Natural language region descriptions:

>>>

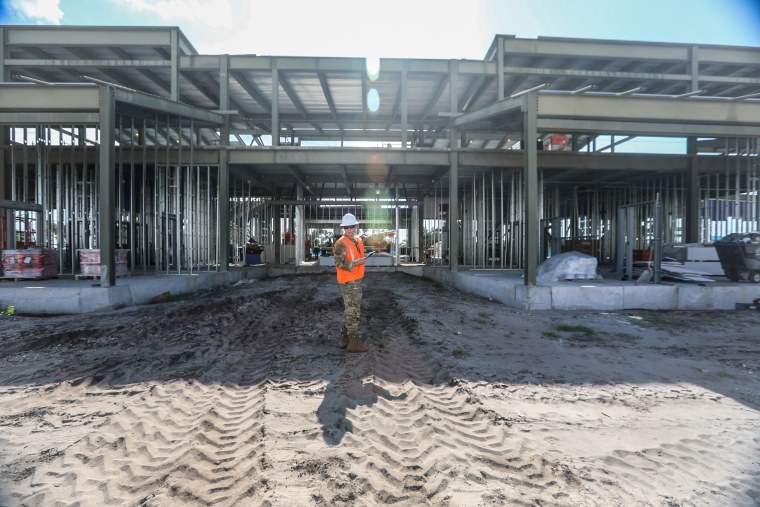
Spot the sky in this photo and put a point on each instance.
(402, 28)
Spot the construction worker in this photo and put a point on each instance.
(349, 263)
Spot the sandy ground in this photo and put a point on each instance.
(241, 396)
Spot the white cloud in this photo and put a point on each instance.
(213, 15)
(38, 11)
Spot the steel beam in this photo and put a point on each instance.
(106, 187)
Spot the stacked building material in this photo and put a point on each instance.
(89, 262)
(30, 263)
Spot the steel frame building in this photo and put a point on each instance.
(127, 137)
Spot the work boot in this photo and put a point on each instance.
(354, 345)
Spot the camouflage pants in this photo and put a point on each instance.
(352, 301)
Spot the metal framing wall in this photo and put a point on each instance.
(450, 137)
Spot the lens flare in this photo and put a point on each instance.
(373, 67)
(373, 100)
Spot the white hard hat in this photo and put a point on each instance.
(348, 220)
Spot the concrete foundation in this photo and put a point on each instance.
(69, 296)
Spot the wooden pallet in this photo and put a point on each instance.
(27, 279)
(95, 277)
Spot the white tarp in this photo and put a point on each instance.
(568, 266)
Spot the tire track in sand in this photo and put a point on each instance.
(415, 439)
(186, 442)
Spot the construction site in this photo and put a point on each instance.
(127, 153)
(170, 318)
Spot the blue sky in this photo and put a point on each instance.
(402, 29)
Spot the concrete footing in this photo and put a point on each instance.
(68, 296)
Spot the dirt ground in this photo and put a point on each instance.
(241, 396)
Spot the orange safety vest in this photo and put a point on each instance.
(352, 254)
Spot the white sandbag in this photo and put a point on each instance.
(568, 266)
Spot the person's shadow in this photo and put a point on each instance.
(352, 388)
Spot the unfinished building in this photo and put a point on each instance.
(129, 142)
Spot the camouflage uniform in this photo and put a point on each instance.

<<<

ASSIGNED TASK: Word-for-word output of every record is needed, with images omitted.

RESULT FOR THIS EXERCISE:
Spot the sky in this photo and put a point on each instance.
(402, 28)
Spot the construction worker in this photo and put a point on each instance.
(349, 263)
Spot the sandy ground in this photo and put a point on each instance.
(241, 396)
Spot the white cloud in this photo and put a point on each instance.
(213, 15)
(38, 11)
Spot the steel beam in this photo and put a point on each instance.
(106, 187)
Spot the stacked building material in this photo and put a point on each instance.
(89, 262)
(30, 263)
Spot the steel frame building in this photo and put a point on each instance.
(127, 137)
Spot the work boot in this photo and put a point on each instance.
(354, 345)
Spot the camouflage pants in this photo and put a point on each instance.
(352, 301)
Spot the metal framing wall in this photo and put a point on each instance.
(450, 137)
Spot the lens flare in this photo and put a point on each instance.
(373, 67)
(373, 100)
Spot the white hard hat in this photo and put a point on each instance.
(348, 220)
Spot the concrete foundation in this photo and put a point on each instance.
(69, 296)
Spot the wooden pallet in this photo and put a point on each instance.
(27, 279)
(95, 277)
Spot the white tarp in this photo and put a point on each instance.
(568, 266)
Spot the tire track in sand in this photo and put a point on each instance.
(415, 439)
(186, 442)
Spot the construction site in this photo and put a point on each instance.
(127, 153)
(170, 318)
Spot the blue sky in this photo and put a point on each instance.
(402, 29)
Spot the concrete footing in this photo and put a point on each instance.
(68, 296)
Spot the dirt ground in this photo and put a point on each instance.
(241, 396)
Spot the orange safety vest in this photo and put a point on each instance.
(352, 254)
Spot the white sandbag in this photo and put a point on each instance.
(568, 266)
Spot the person's shadow in this photo and put a point on each instance.
(352, 388)
Spot the unfinished building in this photo and put a point on each instance.
(129, 142)
Spot the camouflage uniform in this photo and put a point on each instance.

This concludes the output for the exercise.